Passage to read:
Python toolkit for drone control -- MultiWii protocol, joystick, waypoints, neural networks, hover, computer vision (2014)
The Swiss Army knife of Daniel Dieser's drone research in Puerto Madryn, Patagonia.
A comprehensive Python toolkit for controlling drones via the MultiWii Serial Protocol (MSP). This is the companion computer software that ran on Raspberry Pi and laptops, communicating with MultiWii flight controllers to enable autonomous flight, computer vision, and early neural network experiments.
This project was the bridge between hardware and AI -- the place where Python met flight controllers, where PID loops met neural networks, and where computer vision met real-world navigation.
- MultiWii Serial Protocol -- Full MSP implementation for reading sensors and sending commands
- PID Controllers -- Position, altitude, and heading hold with tunable gains
- Joystick Control -- UDP-based remote control from ground station
- Waypoint Navigation -- Autonomous multi-point flight paths
- Neural Network Controller (
mw-neural.py) -- Experimental ML-based flight control using pyrenn - Computer Vision (
modules/vision.py) -- OpenCV color tracking for visual navigation and object following - Face Detection -- Haar cascade face detection from drone camera
- IMU Data Plotting -- Real-time visualization of accelerometer and gyroscope data
- DHT11/DHT22 -- Temperature and humidity monitoring during flight
- PIR Sensor -- Motion detection experiments
- Flight Logger -- CSV recording of all flight parameters
- Servo Control -- Camera gimbal and payload control
| Script | What It Does |
|---|---|
mw-hover-controller.py |
PID-based autonomous hover using motion capture feedback |
mw-height-controller.py |
Altitude hold using sonar/barometer |
mw-neural.py |
Neural network flight controller -- ML meets drones |
mw-joystick.py |
Ground station joystick via UDP to MultiWii |
mw-waypoint.py |
Autonomous waypoint navigation |
mw-logdata.py |
Flight data black box recorder |
mw-simulink-controller.py |
Matlab/Simulink integration |
cli.py |
Command-line interface for drone operations |
flylab.py |
Laboratory experiment framework |
video.py |
Camera streaming and recording |
pir.py |
PIR motion sensor experiments |
servo.py |
Servo motor and gimbal control |
send-joystick.py |
Alternative joystick sender |
test-imu-plot.py |
Real-time IMU data visualization |
| Module | Purpose |
|---|---|
modules/pyMultiwii.py |
MultiWii Serial Protocol -- reads attitude, RC, IMU; sends commands |
modules/vehicle.py |
Vehicle abstraction -- unified interface for different flight controllers |
modules/vision.py |
OpenCV color tracking -- visual servoing for drones |
modules/pyrenn.py |
Neural network library -- recurrent nets for flight control |
modules/utils.py |
PID controllers, low-pass filters, coordinate transforms |
modules/UDPserver.py |
Ground station communication layer |
modules/camera/rpi-opencv/ |
Raspberry Pi OpenCV examples: color, face, motion, timelapse |
Python 2.7 / 3.x
pyserial
numpy
OpenCV (cv2)

Recorded data:
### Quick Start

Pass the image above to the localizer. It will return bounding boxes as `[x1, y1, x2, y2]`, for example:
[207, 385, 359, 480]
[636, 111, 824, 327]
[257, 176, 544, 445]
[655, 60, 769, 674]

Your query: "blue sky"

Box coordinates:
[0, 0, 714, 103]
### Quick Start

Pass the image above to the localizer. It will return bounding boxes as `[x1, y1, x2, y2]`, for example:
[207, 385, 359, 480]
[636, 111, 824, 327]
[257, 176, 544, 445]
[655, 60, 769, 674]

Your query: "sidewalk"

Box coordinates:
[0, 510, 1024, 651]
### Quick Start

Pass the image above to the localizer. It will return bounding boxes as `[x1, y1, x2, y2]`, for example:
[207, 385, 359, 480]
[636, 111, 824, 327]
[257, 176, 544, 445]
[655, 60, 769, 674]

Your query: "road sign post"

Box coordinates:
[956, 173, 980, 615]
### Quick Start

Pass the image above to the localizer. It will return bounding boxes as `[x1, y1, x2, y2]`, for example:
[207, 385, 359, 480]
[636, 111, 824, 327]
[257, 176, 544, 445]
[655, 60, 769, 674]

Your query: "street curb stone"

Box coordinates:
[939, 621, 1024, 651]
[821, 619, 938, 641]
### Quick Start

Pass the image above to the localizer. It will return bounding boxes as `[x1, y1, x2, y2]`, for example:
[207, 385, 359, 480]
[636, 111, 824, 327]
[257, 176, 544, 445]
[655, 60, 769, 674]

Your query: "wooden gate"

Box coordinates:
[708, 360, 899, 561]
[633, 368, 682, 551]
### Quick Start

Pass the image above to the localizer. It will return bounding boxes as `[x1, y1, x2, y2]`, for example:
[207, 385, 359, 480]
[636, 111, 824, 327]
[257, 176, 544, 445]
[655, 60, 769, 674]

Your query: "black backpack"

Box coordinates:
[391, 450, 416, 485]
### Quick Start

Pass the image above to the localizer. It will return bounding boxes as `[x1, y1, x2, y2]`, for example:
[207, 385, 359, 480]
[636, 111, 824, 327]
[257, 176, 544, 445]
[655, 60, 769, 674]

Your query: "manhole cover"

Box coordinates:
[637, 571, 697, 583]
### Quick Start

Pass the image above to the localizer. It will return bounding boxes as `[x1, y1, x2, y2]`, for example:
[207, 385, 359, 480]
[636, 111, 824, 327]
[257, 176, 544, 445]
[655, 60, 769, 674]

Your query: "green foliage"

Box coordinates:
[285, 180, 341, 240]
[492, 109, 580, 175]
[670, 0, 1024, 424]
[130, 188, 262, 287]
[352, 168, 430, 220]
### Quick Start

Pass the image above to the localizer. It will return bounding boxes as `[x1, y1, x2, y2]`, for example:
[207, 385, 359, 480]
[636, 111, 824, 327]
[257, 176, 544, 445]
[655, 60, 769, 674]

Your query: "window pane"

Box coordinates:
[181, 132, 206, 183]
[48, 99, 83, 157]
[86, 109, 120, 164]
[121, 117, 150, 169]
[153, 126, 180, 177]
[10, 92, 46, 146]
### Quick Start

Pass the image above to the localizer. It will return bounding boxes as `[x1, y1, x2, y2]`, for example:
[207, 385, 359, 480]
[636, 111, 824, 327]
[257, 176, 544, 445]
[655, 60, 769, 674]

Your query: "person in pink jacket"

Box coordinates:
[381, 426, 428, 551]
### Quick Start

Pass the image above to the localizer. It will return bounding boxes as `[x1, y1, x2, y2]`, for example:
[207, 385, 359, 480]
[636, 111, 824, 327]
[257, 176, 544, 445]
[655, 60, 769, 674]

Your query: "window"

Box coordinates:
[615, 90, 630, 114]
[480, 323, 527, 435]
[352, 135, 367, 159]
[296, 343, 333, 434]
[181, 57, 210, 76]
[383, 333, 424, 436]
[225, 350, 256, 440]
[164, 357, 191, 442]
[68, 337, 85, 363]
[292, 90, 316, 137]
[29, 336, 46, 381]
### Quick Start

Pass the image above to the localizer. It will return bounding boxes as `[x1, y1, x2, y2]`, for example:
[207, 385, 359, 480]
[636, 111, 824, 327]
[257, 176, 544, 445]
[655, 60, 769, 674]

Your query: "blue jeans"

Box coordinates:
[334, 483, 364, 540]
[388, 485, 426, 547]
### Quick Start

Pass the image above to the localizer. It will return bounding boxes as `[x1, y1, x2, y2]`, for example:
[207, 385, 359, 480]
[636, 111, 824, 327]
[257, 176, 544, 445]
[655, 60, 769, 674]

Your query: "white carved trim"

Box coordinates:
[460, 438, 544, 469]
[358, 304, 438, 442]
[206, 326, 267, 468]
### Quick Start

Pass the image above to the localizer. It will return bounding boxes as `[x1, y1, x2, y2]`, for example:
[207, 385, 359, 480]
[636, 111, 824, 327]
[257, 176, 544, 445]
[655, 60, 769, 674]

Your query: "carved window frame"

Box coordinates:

Written tasks:
(1) According to the drone toolkit page, which library does the experimental neural network flight controller use?
(2) Translate this sentence from the drone toolkit page into Spanish: "This is the companion computer software that ran on Raspberry Pi and laptops, communicating with MultiWii flight controllers to enable autonomous flight, computer vision, and early neural network experiments."
(3) Can you write out the drone toolkit page from "A comprehensive Python" up to and including "neural network experiments.", swapping "laptops" for "desktop computers"?

Solutions by task:
(1) pyrenn

(2) Este es el software para la computadora complementaria que se ejecutaba en Raspberry Pi y en portátiles, y se comunicaba con controladores de vuelo MultiWii para hacer posible el vuelo autónomo, la visión por computadora y los primeros experimentos con redes neuronales.

(3)
A comprehensive Python toolkit for controlling drones via the MultiWii Serial Protocol (MSP). This is the companion computer software that ran on Raspberry Pi and desktop computers, communicating with MultiWii flight controllers to enable autonomous flight, computer vision, and early neural network experiments.